# Given task
Extract every line below that contains the string "target", treating uppercase and lowercase letters as different.

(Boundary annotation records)
>>>>>
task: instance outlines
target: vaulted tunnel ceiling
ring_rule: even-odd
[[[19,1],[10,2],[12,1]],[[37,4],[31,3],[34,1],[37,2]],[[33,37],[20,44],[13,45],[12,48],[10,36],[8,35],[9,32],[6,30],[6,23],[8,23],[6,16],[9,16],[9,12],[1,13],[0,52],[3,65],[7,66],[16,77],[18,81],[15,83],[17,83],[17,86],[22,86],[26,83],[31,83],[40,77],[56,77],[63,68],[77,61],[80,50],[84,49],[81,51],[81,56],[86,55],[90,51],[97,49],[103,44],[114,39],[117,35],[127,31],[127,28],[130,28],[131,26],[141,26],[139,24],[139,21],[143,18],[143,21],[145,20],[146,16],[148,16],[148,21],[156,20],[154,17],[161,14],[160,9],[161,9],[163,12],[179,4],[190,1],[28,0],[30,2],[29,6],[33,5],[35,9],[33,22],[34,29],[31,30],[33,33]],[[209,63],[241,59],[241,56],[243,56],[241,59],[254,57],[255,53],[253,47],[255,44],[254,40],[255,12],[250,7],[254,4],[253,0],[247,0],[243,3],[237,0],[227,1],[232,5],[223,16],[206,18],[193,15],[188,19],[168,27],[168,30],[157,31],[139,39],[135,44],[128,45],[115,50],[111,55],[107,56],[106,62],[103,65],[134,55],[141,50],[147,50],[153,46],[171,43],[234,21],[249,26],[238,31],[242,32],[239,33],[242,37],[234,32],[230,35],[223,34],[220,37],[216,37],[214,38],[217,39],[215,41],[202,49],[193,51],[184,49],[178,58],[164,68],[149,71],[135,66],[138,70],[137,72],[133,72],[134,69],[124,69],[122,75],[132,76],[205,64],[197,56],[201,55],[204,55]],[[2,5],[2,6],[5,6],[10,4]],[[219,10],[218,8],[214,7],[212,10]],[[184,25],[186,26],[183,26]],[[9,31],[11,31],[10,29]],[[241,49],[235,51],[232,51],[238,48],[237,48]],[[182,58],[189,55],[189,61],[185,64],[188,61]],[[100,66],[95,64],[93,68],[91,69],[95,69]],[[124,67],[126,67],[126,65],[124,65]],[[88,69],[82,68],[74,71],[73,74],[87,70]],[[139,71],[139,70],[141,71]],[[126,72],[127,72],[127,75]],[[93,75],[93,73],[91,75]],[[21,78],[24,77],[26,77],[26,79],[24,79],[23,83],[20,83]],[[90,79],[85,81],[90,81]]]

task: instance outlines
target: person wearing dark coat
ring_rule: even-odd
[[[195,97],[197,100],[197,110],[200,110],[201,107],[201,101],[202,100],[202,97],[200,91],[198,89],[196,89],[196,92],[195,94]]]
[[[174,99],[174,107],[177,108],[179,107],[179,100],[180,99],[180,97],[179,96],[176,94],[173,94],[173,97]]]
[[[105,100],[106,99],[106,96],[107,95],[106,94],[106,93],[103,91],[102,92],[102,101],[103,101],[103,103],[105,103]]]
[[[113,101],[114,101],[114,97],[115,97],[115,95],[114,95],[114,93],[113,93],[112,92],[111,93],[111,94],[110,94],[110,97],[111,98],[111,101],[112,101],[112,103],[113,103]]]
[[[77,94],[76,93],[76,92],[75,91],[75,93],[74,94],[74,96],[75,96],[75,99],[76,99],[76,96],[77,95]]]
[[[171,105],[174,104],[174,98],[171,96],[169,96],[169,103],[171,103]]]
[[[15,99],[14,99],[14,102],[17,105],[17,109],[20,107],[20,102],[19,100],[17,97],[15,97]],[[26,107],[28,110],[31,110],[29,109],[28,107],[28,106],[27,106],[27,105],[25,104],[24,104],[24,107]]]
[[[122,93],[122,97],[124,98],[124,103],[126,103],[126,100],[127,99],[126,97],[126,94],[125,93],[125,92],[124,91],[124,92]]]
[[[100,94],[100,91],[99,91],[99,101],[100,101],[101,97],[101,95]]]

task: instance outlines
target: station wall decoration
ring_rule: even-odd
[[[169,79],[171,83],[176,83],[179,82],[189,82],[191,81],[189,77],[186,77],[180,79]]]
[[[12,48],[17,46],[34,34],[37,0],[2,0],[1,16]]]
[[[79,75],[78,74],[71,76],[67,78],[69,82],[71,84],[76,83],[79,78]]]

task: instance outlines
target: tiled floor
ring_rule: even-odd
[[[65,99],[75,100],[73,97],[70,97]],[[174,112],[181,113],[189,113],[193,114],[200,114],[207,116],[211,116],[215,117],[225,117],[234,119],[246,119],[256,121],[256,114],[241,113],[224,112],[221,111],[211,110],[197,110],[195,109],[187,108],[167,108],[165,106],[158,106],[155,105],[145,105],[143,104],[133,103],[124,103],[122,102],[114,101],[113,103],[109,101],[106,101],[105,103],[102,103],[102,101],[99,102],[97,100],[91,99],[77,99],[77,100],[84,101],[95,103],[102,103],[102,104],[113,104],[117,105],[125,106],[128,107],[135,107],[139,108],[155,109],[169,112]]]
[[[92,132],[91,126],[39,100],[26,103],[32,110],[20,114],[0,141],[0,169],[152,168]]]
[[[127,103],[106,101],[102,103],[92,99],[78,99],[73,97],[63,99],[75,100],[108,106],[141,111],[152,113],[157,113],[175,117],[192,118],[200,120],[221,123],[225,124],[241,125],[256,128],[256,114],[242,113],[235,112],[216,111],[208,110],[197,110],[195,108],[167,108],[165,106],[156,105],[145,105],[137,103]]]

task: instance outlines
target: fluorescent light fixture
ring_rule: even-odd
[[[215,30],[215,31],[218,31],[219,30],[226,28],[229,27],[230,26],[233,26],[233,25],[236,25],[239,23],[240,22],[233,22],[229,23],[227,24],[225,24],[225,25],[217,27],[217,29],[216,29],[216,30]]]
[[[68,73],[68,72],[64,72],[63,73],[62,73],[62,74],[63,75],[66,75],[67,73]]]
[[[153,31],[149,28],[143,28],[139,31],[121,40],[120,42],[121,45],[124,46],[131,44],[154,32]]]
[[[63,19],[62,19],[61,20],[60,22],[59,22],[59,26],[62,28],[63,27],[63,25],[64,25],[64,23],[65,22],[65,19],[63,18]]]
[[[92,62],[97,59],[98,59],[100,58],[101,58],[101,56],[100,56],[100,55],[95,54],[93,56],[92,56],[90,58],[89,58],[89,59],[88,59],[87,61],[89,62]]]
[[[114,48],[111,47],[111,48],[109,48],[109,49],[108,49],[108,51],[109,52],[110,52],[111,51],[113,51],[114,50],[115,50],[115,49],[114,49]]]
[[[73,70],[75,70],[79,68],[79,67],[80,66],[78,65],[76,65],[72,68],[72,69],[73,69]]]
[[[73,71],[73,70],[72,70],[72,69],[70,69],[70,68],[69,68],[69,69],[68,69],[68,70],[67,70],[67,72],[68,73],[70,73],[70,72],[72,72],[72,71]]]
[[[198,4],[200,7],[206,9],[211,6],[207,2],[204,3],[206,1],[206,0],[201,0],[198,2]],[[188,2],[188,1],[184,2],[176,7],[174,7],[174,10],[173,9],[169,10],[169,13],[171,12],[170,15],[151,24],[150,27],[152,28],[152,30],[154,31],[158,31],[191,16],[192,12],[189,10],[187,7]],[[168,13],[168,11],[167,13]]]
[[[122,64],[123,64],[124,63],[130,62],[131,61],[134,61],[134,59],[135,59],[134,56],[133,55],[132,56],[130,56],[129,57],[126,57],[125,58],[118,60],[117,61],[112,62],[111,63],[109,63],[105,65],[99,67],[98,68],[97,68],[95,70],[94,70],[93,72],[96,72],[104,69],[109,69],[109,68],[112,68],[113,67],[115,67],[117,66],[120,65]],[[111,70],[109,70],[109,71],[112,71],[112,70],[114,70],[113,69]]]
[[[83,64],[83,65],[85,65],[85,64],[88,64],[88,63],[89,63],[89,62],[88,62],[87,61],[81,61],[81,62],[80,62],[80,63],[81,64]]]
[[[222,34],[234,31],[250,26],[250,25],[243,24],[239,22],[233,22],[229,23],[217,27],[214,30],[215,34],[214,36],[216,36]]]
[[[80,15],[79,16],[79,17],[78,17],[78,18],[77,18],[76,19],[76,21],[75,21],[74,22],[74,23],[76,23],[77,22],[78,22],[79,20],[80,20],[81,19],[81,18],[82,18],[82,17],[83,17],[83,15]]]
<<<<<
# Exercise response
target: vaulted tunnel ceiling
target: person wearing dark coat
target: station wall decoration
target: tiled floor
target: fluorescent light fixture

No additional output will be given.